Written problem: Could you reproduce every one of the entries below word for word, leaving out the pictures?

Data shown:
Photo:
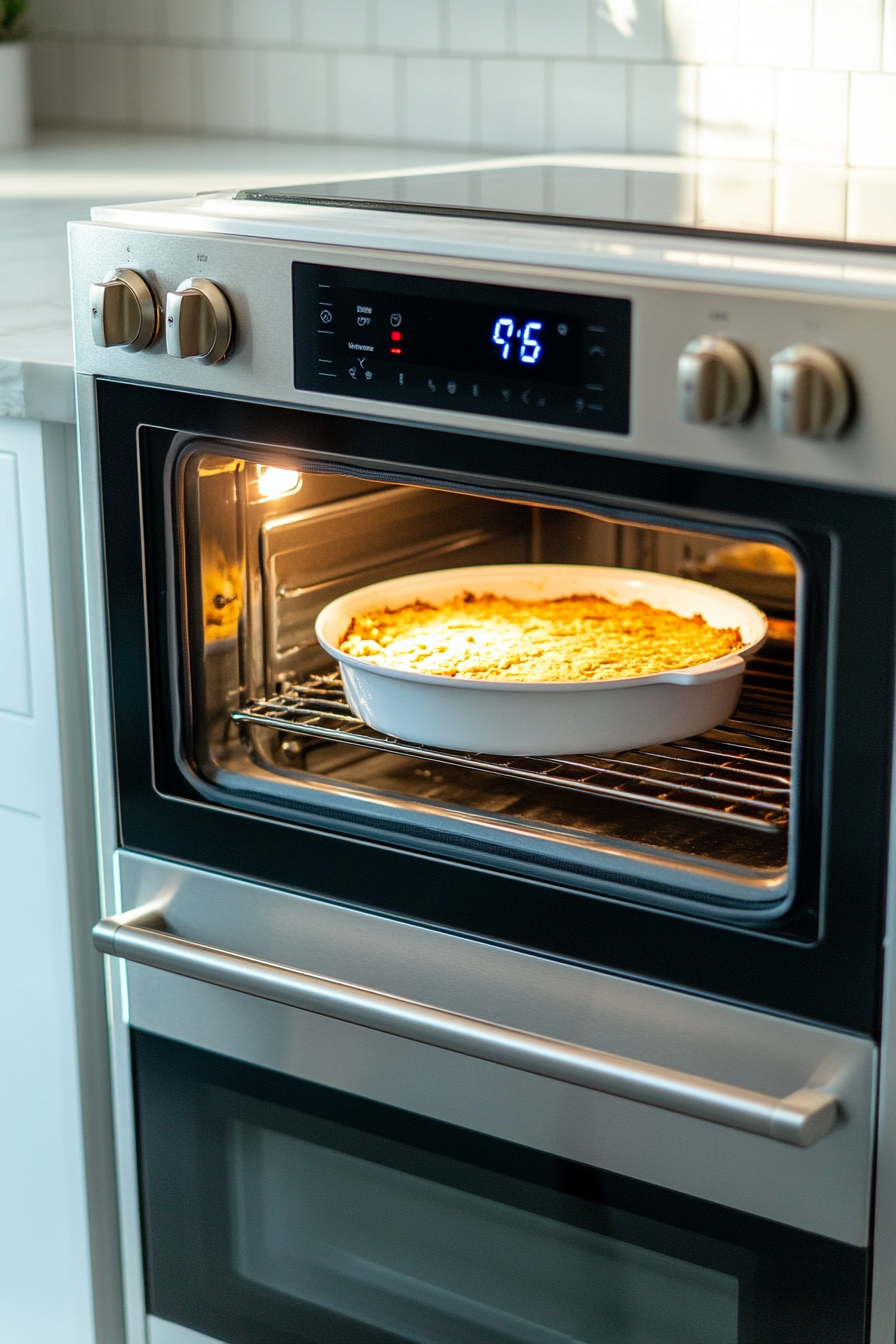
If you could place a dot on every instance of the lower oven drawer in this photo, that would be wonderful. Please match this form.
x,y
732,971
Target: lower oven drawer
x,y
305,1178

Solution below:
Photo:
If you could place a dot on every instance of the lower oven drawer in this photo, that would be wonderful. Please match this form.
x,y
732,971
Target: lower oven drawer
x,y
305,1178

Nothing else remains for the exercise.